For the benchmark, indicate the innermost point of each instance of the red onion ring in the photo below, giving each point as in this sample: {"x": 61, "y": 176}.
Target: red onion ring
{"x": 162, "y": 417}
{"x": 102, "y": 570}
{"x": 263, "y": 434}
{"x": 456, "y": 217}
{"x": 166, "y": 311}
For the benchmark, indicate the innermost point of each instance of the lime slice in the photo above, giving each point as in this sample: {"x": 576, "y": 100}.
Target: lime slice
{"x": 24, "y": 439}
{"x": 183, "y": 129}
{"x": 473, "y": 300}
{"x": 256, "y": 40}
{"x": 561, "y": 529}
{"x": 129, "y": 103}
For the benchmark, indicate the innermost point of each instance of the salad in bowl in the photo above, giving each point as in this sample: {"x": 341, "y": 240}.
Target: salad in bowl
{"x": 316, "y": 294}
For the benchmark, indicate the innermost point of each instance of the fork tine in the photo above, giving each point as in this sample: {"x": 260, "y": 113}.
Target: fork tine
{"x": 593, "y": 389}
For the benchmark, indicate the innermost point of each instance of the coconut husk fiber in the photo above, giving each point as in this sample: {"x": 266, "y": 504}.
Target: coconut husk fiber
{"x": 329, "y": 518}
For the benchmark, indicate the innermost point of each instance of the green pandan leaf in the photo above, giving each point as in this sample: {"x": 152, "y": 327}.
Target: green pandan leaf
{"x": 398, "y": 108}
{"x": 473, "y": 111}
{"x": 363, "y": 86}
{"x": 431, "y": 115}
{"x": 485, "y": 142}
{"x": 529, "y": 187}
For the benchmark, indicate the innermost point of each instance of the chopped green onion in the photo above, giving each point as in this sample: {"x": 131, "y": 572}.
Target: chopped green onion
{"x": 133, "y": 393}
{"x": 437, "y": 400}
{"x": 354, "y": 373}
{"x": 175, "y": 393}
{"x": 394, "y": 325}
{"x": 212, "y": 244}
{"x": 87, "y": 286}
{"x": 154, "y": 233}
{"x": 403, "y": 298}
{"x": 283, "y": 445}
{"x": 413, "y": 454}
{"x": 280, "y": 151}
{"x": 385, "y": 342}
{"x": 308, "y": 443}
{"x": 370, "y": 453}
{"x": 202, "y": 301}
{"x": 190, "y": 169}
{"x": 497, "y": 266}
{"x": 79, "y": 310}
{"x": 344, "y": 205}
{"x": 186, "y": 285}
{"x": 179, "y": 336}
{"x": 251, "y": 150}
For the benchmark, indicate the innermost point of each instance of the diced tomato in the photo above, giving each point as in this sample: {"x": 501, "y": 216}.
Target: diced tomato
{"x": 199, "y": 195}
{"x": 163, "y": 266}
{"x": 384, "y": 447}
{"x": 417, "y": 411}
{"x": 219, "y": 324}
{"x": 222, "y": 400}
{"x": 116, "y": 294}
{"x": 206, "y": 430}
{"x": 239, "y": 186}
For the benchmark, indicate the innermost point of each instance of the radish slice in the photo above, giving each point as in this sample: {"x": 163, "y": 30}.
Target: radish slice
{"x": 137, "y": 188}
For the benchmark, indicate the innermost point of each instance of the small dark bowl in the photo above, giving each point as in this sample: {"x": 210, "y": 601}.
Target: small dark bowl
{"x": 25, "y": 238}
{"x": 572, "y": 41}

- - - - -

- Указания к заданию -
Перепишите все приведенные выше строки в виде нумерованного списка, пропустив пустые строки.

- Решение -
1. For the benchmark, indicate the innermost point of each instance of the red onion ring in the photo below, giving each point as in this sample: {"x": 61, "y": 176}.
2. Target: red onion ring
3. {"x": 162, "y": 417}
4. {"x": 102, "y": 570}
5. {"x": 263, "y": 434}
6. {"x": 456, "y": 217}
7. {"x": 166, "y": 311}
8. For the benchmark, indicate the innermost point of each instance of the lime slice in the photo above, giving each point as in this sample: {"x": 576, "y": 100}.
9. Target: lime slice
10. {"x": 24, "y": 439}
11. {"x": 183, "y": 129}
12. {"x": 473, "y": 300}
13. {"x": 256, "y": 40}
14. {"x": 561, "y": 529}
15. {"x": 129, "y": 103}
16. For the benchmark, indicate the innermost point of each instance of the salad in bowl in the photo above, giving each point as in this sample: {"x": 341, "y": 240}.
17. Target: salad in bowl
18. {"x": 316, "y": 294}
19. For the benchmark, indicate the innermost point of each instance of the fork tine in the photo above, giving each point as in this sample: {"x": 260, "y": 113}.
20. Target: fork tine
21. {"x": 593, "y": 389}
22. For the benchmark, indicate the innermost point of each instance of the coconut husk fiber in the photo above, giving each point as in this sample: {"x": 266, "y": 504}.
23. Target: coconut husk fiber
24. {"x": 329, "y": 518}
25. For the benchmark, indicate the innermost point of each instance of the green pandan leaf in the photo above, giving each point as in this sample: {"x": 152, "y": 327}.
26. Target: green pandan leaf
27. {"x": 398, "y": 108}
28. {"x": 473, "y": 111}
29. {"x": 363, "y": 86}
30. {"x": 431, "y": 115}
31. {"x": 485, "y": 142}
32. {"x": 529, "y": 187}
33. For the benchmark, indicate the innermost point of each instance of the chopped green onion in the photo above, giving each point as in this sample: {"x": 131, "y": 572}.
34. Target: chopped green onion
35. {"x": 133, "y": 393}
36. {"x": 437, "y": 400}
37. {"x": 354, "y": 373}
38. {"x": 175, "y": 393}
39. {"x": 394, "y": 325}
40. {"x": 212, "y": 244}
41. {"x": 87, "y": 286}
42. {"x": 154, "y": 233}
43. {"x": 403, "y": 298}
44. {"x": 283, "y": 445}
45. {"x": 413, "y": 454}
46. {"x": 280, "y": 151}
47. {"x": 385, "y": 342}
48. {"x": 308, "y": 443}
49. {"x": 370, "y": 453}
50. {"x": 202, "y": 301}
51. {"x": 190, "y": 169}
52. {"x": 497, "y": 266}
53. {"x": 79, "y": 310}
54. {"x": 344, "y": 205}
55. {"x": 186, "y": 285}
56. {"x": 179, "y": 336}
57. {"x": 251, "y": 150}
58. For the benchmark, indicate the innermost point of each instance of the diced tomato in the photo above, giving each point as in this sample: {"x": 501, "y": 216}.
59. Target: diced tomato
60. {"x": 199, "y": 195}
61. {"x": 163, "y": 266}
62. {"x": 384, "y": 447}
63. {"x": 417, "y": 411}
64. {"x": 219, "y": 324}
65. {"x": 222, "y": 400}
66. {"x": 116, "y": 294}
67. {"x": 206, "y": 430}
68. {"x": 239, "y": 186}
69. For the benchmark, indicate the innermost point of each instance of the radish slice in the photo above, giving each point as in this sample: {"x": 163, "y": 30}.
70. Target: radish slice
71. {"x": 137, "y": 188}
72. For the benchmark, indicate the innermost point of each instance of the small dark bowl in the photo above, giving each point as in this sample: {"x": 210, "y": 601}.
73. Target: small dark bowl
74. {"x": 25, "y": 238}
75. {"x": 572, "y": 41}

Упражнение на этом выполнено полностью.